Convolutional neural networks, as one of the typical DL algorithms, are widely used in various fields. Li et al. [6] analyzed the seismic signal based on a short-time Fourier transform (STFT), converted it into a time–frequency image, and then converted the time–frequency image into a grayscale image as the input of CNN. The average accuracy of recognition was 97.39%, which was higher than the traditional ML method. Cai et al. [7] converted a one-dimensional voltage disturbance signal into a two-dimensional image based on Wigner–Ville distribution (WVD) and introduced CNN to realize the classification of the power quality display signal, which can achieve high-precision feature extraction and classification. Miao et al. [8] implemented the continuous wavelet transform (CWT) to process signals and obtained two-dimensional time–frequency images. These images were then fed into a CNN model for training and prediction, thus enabling them to recognize and identify weld defects with greater accuracy than via traditional methods—the process was approximately 10% more accurate. Luo et al. [9] proposed a feature-coding matrix based on the generalized S transform (GST) and two-dimensional non-negative matrix factorization and input it into a deep belief network (DBN), which solved the problem of difficult feature extraction of one-way valve vibration signals under strong noise but only realized the identification of three states of one-way valve.

The time–frequency analysis methods used by the above researchers include STFT, WVD, the continuous wavelet transform (CWT), and GST [10,11]. The S transform (ST) combines the advantages of STFT and WT. It has a strong time–frequency analysis ability and is not easily affected by noise, but it has the disadvantage of a fixed window function. To solve this problem, researchers have improved ST and proposed GST, but currently GST is mostly used for seismic signal processing [12].

As the vibration signal is a non-stationary signal with strong randomness, traditional machine learning has limited fault identification types and accuracy. To overcome this issue, fault diagnosis based on CNN provides an effective solution. This study converts the vibration signal into a time–frequency image using GST, which is then input into an optimized CNN to automatically extract feature information and mine the hidden correlations between input data. Through this approach, the problem of traditional single-layer neural networks having difficulty in feature extraction and pattern recognition is better resolved and a more rapid and accurate diagnosis of fluid end faults of drilling pumps is provided.
• • • •
Extend the passage on GST time–frequency images and CNN-based fault diagnosis of drilling pumps, picking up after its final sentence.

*Records in a dataset*
• • • •
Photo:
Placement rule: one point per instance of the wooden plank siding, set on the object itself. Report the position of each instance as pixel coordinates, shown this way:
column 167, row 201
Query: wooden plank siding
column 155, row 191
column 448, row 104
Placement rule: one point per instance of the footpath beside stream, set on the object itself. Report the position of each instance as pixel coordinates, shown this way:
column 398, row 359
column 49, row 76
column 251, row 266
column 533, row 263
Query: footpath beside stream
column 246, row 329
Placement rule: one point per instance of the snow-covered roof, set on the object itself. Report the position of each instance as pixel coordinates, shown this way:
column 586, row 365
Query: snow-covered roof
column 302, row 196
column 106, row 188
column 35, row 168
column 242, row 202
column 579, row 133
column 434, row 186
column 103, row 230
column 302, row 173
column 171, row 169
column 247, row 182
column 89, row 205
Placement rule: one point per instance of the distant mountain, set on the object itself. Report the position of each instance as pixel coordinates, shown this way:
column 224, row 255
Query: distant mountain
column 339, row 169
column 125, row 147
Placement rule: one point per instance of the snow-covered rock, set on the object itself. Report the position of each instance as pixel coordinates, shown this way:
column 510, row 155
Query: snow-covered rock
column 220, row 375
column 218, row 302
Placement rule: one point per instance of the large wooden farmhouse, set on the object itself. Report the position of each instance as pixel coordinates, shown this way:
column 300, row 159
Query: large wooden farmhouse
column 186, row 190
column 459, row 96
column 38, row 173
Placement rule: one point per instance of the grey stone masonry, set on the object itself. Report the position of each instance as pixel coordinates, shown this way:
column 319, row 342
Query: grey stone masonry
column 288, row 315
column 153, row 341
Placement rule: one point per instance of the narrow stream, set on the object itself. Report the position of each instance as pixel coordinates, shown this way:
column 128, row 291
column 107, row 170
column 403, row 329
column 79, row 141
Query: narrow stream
• • • •
*RESPONSE*
2. Preparations

2.1. Time–Frequency Transform Method

2.1.1. Generalized S Transform

ST is a reversible time–frequency analysis method proposed by Stockwell et al. [13]. It has good time–frequency characteristics and is a powerful tool for analyzing non-stationary signals. The ST of signal h(t) is shown in Equation (1):

S (τ, f) = \int_{- \infty}^{+ \infty} h (t) w (τ - t, f) \exp (j 2 π f t) d t

(1)

where

τ

is the time-shift parameter, f is continuous frequency, t is time, and j is complex unit.

When processing the original signal, ST introduces a Gaussian window function [14], as shown in Equation (2), so that its time–frequency resolution changes with frequency. However, due to the constant speed of window size changing with frequency, the actual use is limited [15]. In order to solve this problem, the researchers improved ST and obtained GST [16], which is defined as shown in Equation (3):

w (τ - t, f) = \frac{|f|}{\sqrt{2 π}} \exp (\frac{- {(τ - t)}^{2} f^{2}}{2})

(2)

G S T_{x} (τ, f, λ) = \int_{- \infty}^{+ \infty} x (t) \frac{{|f|}^{λ}}{\sqrt{2 π}} \exp (- \frac{{(τ - t)}^{2} f^{2 λ}}{2}) \exp (- i 2 π f t) d t

(3)

where

w (τ - t, f)

is Gaussian window function and i is an imaginary number; usually,

λ \in [0.6, 1]

.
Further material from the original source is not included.